→ **Data for this task**
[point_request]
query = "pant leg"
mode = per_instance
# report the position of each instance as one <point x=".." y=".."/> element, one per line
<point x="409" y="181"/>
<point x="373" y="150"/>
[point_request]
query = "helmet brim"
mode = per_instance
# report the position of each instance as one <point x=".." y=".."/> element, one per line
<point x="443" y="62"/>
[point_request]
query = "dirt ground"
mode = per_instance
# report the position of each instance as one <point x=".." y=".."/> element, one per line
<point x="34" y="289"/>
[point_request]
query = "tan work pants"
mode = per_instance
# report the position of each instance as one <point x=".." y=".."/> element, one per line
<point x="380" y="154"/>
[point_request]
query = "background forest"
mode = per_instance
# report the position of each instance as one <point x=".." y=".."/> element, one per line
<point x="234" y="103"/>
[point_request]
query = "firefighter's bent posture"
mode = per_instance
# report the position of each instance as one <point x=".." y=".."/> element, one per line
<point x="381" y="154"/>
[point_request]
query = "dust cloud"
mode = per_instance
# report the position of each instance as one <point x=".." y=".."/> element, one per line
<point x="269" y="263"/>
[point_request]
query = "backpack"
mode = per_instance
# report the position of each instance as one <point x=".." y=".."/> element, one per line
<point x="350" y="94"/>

→ **Short task**
Please render each line of the rows above as a JSON list of strings, one string per line, with blank lines left out.

→ **Final result**
[
  "[point_request]",
  "query = \"pant leg\"",
  "mode = per_instance",
  "# report the position of each instance as one <point x=\"..\" y=\"..\"/> element, one per line",
  "<point x=\"409\" y=\"181\"/>",
  "<point x=\"373\" y=\"150\"/>",
  "[point_request]",
  "query = \"helmet brim\"",
  "mode = per_instance",
  "# report the position of each instance as one <point x=\"..\" y=\"..\"/> element, one per line",
  "<point x=\"443\" y=\"62\"/>",
  "[point_request]",
  "query = \"dirt ground\"",
  "mode = per_instance",
  "# report the position of each instance as one <point x=\"..\" y=\"..\"/> element, one per line",
  "<point x=\"34\" y=\"289\"/>",
  "[point_request]",
  "query = \"tan work pants\"",
  "mode = per_instance",
  "# report the position of each instance as one <point x=\"..\" y=\"..\"/> element, one per line",
  "<point x=\"380\" y=\"154\"/>",
  "[point_request]",
  "query = \"background forest\"",
  "mode = per_instance",
  "# report the position of each instance as one <point x=\"..\" y=\"..\"/> element, one per line",
  "<point x=\"234\" y=\"103\"/>",
  "[point_request]",
  "query = \"firefighter's bent posture\"",
  "mode = per_instance",
  "# report the position of each instance as one <point x=\"..\" y=\"..\"/> element, one per line",
  "<point x=\"381\" y=\"154\"/>",
  "[point_request]",
  "query = \"dust cloud\"",
  "mode = per_instance",
  "# report the position of each instance as one <point x=\"..\" y=\"..\"/> element, one per line",
  "<point x=\"269\" y=\"263\"/>",
  "[point_request]",
  "query = \"backpack\"",
  "mode = per_instance",
  "# report the position of each instance as one <point x=\"..\" y=\"..\"/> element, one per line",
  "<point x=\"350\" y=\"94\"/>"
]